> **Task to complete**:
Rewrite every line from the one containing "blurred tree, placed" through the last line of the records, requests included. Multiply each x and y coordinate in the answers by 1.2 and round to a whole number, with halves going up.

> **Input for this task**:
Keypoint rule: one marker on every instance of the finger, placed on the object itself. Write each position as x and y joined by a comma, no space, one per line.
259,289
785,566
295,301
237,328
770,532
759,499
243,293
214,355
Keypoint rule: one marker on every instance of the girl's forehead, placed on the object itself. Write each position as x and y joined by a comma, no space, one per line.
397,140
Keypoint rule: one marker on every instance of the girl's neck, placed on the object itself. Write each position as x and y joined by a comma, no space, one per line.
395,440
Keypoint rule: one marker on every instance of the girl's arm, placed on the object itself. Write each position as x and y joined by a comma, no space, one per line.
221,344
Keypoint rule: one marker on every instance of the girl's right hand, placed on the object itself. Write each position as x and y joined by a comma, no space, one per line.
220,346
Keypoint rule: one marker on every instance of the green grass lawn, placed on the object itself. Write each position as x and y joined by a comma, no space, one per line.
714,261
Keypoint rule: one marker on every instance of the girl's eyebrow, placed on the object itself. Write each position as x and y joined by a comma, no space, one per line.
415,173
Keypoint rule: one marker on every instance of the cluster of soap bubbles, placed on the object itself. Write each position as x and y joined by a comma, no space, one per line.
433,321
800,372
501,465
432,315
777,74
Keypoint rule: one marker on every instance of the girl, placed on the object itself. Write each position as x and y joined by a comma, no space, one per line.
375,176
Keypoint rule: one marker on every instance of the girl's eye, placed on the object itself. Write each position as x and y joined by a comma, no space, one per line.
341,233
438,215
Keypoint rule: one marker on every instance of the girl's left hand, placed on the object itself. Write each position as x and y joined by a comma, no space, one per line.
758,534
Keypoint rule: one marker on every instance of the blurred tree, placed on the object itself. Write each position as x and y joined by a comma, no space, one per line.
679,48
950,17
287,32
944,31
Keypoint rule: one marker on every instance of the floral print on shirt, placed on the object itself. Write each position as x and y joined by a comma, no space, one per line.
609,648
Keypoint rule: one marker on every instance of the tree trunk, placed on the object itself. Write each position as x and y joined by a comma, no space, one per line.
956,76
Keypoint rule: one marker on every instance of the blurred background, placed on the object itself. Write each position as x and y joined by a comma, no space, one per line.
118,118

> **Solution**:
Keypoint rule: one marker on every instance of the blurred tree, placed on the object itself. Write each position as x and y joined by a comma, no space, one per line.
815,58
1140,20
344,38
1133,37
Keypoint rule: one marker on every instance of the floral print on shirt, placed on the object itself. Write each position as x and y joined by a comma, no space, one per line.
731,778
Keypoint rule: one marker on every instance of the tree trunk, placed on the object itself. Write each position as x and y joined by a comma, no space, one per line.
1147,91
Keypoint rule: one marker on every instance of the blurred background, placed on the object itself. Write each position as x and y joined by a comma, no space, one per line.
142,142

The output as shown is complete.